## start PROVIDED PASSAGE

Following the Achaemenids’ permission to return to Palestine and restore the Judean cult, there is virtually no specific evidence concerning the status of the Jewish community of Babylon. That such a community remained there is evident from its mention, for example, as the home of Ezra, and from its existence in post-Achaemenid times. Later tradition emphasizes the continuity of the Babylonian community; the Seder Olam Zuta sets forth a line of exilarchs back to the deported Jehoiachin (Jeconiah), the next to last of the kings of Judah – evidence at least that the idea of exiles who did not return was credible later on. Scholars have sought to document Jewish business success in Babylonia on the basis of personal names in cuneiform texts of the family of Murashu in Nippur from the reign of Artaxerxes I, an attempt which while plausible puts severe strain on the linguistic evidence. That, in the course of time, Jews attained positions of privilege and responsibility is inferred from Nehemiah’s service as cupbearerat the Achaemenid court. Some may not have been trusted; Eusebius (Eusebius Werke, ed. by R. Helm 7 (1956), 112–3) relates Artaxerxes III’s deportation of Jews to Hyrcania, on the Caspian Sea, as the result of a revolt around 350 B.C.E.
Alexander led a Macedonian army in the conquest of Babylon in 331 B.C.E. and died there after his Bactrian and Indian campaigns in 323. His generals thereupon dismembered his empire in a struggle for control of it. The dynasty of Seleucus, which was to rule Mesopotamia for two centuries, was heir to a domain without a stable ethnic base or heartland. Whereas Persians had been rulers of “Iran and non-Iran,” as later usage put it, the Macedonian Seleucids were rulers only of non-Macedonia. Seleucid imperial policy, therefore, began as a colonial policy throughout all the realm: it called for the founding of new cities, populated by immigrant Macedonian and Greek garrisons, administrators, and merchants, strategically situated and fortified along the principal roads and rivers. Seleucia on the Tigris, founded by Seleucus I, was one of these, and it tended to flourish at Babylon’s expense. Antiochus I transferred a considerable Semitic population to Seleucia from Babylon in 275 B.C.E., a policy of centralization causing a decline in Babylon’s material fortunes which is documented in cuneiform literature.

## end PROVIDED PASSAGE
## start RECORDS FOR THIS EXERCISE

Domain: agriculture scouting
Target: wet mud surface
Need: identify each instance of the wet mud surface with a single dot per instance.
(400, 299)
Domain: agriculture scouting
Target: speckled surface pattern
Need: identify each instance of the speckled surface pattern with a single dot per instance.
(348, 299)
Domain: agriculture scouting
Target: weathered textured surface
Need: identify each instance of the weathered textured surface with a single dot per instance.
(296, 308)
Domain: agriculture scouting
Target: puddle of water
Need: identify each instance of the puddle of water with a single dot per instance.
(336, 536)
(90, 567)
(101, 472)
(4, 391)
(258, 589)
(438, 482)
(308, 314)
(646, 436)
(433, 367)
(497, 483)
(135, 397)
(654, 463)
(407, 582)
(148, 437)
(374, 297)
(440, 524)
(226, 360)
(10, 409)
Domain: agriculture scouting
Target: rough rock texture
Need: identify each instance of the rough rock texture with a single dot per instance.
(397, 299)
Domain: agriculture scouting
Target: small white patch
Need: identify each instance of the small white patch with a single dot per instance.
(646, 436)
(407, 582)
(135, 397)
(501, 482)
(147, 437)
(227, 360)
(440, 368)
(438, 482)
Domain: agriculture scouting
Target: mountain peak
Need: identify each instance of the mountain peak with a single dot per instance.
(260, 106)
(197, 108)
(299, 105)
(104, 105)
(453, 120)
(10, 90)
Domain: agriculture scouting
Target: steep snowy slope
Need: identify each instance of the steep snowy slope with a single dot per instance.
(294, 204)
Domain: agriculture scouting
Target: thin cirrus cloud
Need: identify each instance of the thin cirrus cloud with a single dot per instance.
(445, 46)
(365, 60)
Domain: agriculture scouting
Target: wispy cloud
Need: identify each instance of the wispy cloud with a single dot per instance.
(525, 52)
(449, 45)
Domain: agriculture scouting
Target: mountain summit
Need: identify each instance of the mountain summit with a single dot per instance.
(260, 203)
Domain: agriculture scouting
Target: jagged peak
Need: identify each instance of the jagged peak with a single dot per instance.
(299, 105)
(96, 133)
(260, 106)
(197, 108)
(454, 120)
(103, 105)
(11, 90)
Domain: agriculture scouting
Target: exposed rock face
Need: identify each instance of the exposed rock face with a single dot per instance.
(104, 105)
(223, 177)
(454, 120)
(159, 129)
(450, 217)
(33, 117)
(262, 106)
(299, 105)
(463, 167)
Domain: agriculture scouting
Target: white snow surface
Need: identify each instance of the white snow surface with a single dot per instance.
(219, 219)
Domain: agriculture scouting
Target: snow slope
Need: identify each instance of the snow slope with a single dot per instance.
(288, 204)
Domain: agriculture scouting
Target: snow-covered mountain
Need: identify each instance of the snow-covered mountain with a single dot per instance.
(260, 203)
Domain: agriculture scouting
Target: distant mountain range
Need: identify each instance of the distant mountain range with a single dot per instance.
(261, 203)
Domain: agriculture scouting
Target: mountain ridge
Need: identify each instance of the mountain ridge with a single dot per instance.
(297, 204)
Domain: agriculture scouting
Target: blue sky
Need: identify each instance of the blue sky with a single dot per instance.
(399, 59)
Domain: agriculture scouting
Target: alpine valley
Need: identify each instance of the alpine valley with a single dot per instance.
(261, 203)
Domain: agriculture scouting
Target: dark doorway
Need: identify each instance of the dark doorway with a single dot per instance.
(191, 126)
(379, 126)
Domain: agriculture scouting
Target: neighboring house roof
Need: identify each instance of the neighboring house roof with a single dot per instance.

## end RECORDS FOR THIS EXERCISE

» **CHALLENGES**:
**A)** Show every line of the records that contains the string "thin".
**B)** Please carry on the passage about Babylon under the Achaemenids and Seleucids from the point where it stops.
The text and the records have no connection to each other.

» **ANSWERS IN ORDER**:
**A)**
Target: thin cirrus cloud
Need: identify each instance of the thin cirrus cloud with a single dot per instance.

**B)**
The initial Hellenization of Babylonia was followed in time by a more complex interaction between Seleucid institutions and those of the indigenous populations. In the name of royal if not divine prerogative, Antiochus III began to tap temple treasuries to pay the indemnity he owed after losing to the Romans, but encountered stiff resistance and was killed during one such attempt at a temple in Elam in 187. Antiochus IV sought to strengthen a shaky empire by extending Greek communities and institutions in the older centers of the empire, including a refurbishing of Babylon. But it was a desperate and futile attempt to stem the tide of history, and amounted to a Greek veneer on Semitic Babylon; the old local institutions survived, and individuals bore double, Greek-Babylonian, names. The Babylonia which came under Parthian rule in 129 B.C.E. was still ethnically and culturally heterogeneous.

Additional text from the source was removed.